**PROBLEM STATEMENT**
Answer these questions from the Monk on Monk text:
(a) At which studio was the album recorded?
(b) Who wrote the lyrics for "Suddenly"?
(c) What instrument does Eddie Bert play on the album?

**QUOTED TEXT**

— Start —

Studio album by T. S. Monk
- Released: 1997
- Recorded: February 6–27, 1997
- Studio: Van Gelder Studio, Englewood Cliffs, NJ
- Genre: Jazz
- Length: 52:35
- Label: N2K Encoded Music N2KE-10017
- Producer: T. S. Monk

T. S. Monk chronology
| The Charm (1995) | Monk on Monk (1997) | Crosstalk (1999) |

= Monk on Monk =

Monk on Monk is an album by the drummer T. S. Monk, recorded in 1997 and released on the N2K label.

==Reception==

The AllMusic review by Scott Yanow stated: "To celebrate what would have been his father Thelonious Monk's 80th birthday, drummer T.S. Monk put together an all-star group (an expanded version of his sextet) and toured, performing an all-Thelonious program. Just prior to the beginning of the live performances, T.S. and his band recorded this CD. The music is excellent, but there are so many guest artists making cameo appearances that one never really gets to hear Monk's band very much ... this set is recommended. But one is left looking forward to hearing the actual T.S. Monk ensemble interpret the songs". On All About Jazz, Jack Bowers wrote: "Herein are nine of Monk’s matchless compositions, ably refashioned by T.S. and colleagues with an abundance of spirit and a scrupulous aversion to needless parody ... his is Monk with a contemporary flavor, and no less appetizing because of it".

Professional ratings
Review scores
| Source | Rating |
| AllMusic |  |
| The Penguin Guide to Jazz Recordings |  |

==Track listing==
All compositions by Thelonious Monk
1. "Little Rootie Tootie" – 7:34
2. "Crepuscule with Nellie" – 5:59
3. "Boo Boo's Birthday" – 5:25
4. "Dear Ruby" (lyrics by Sally Swisher) – 4:38
5. "Two Timer" – 6:27
6. "Bright Mississippi" – 4:42
7. "Suddenly" (lyrics by Jon Hendricks) – 5:29
8. "Ugly Beauty" – 6:12
9. "Jackie-ing" – 6:09

==Personnel==
- T. S. Monk – drums
- Don Sickler – trumpet
- Eddie Bert – trombone (tracks 1–6, 8 & 9)

— End —

**DATA PROVIDED**
— Start —

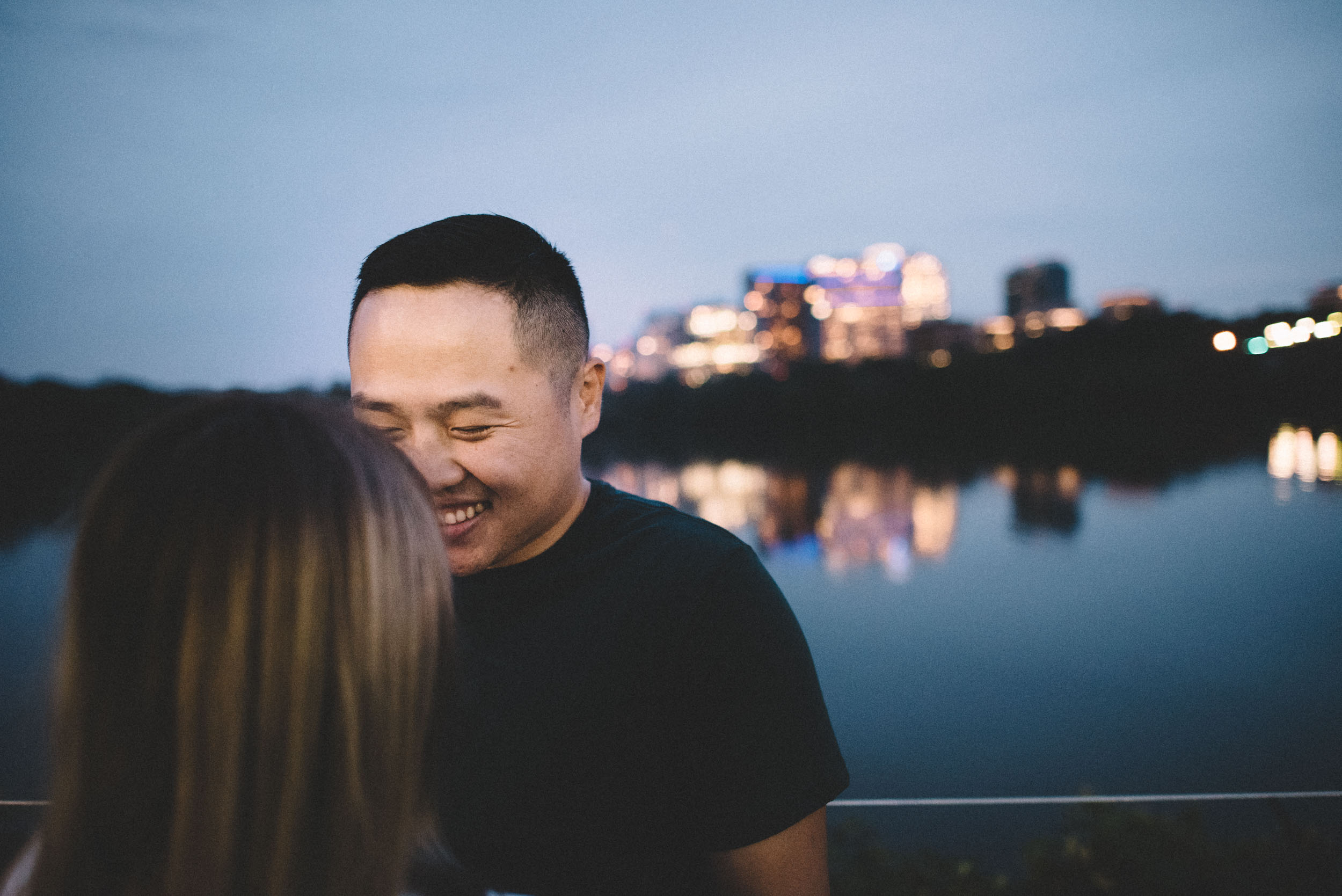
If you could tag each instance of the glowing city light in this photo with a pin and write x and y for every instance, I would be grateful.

— End —

**EXERCISE OUTPUT**
(a) Van Gelder Studio, Englewood Cliffs, NJ
(b) Jon Hendricks
(c) Trombone